### Action item
In the entries that follow, which lines hold the string "instance"? List them.

Data records section start

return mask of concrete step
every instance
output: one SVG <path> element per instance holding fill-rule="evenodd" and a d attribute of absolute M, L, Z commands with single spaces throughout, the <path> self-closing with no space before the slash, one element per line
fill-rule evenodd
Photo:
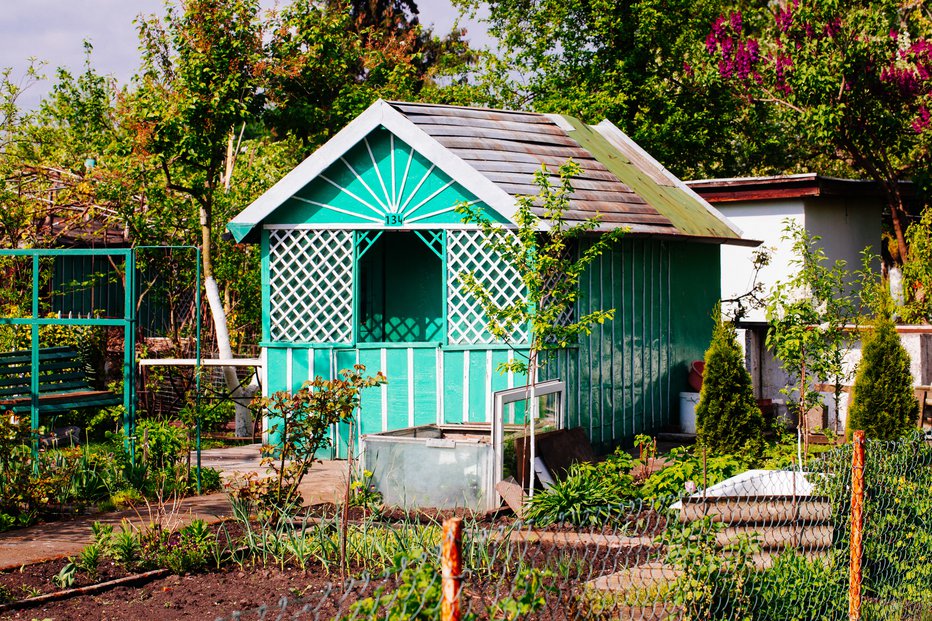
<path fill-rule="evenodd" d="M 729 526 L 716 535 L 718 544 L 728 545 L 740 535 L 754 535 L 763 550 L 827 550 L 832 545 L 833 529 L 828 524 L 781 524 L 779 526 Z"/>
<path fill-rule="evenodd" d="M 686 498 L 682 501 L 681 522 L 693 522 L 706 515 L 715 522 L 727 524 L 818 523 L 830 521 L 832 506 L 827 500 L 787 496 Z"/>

Data records section end

### Solution
every instance
output: one SVG <path> element per instance holding fill-rule="evenodd" and a d attribute of absolute M, L, Z commands with single spaces throughout, the <path> self-closing with no space before the slash, one element per line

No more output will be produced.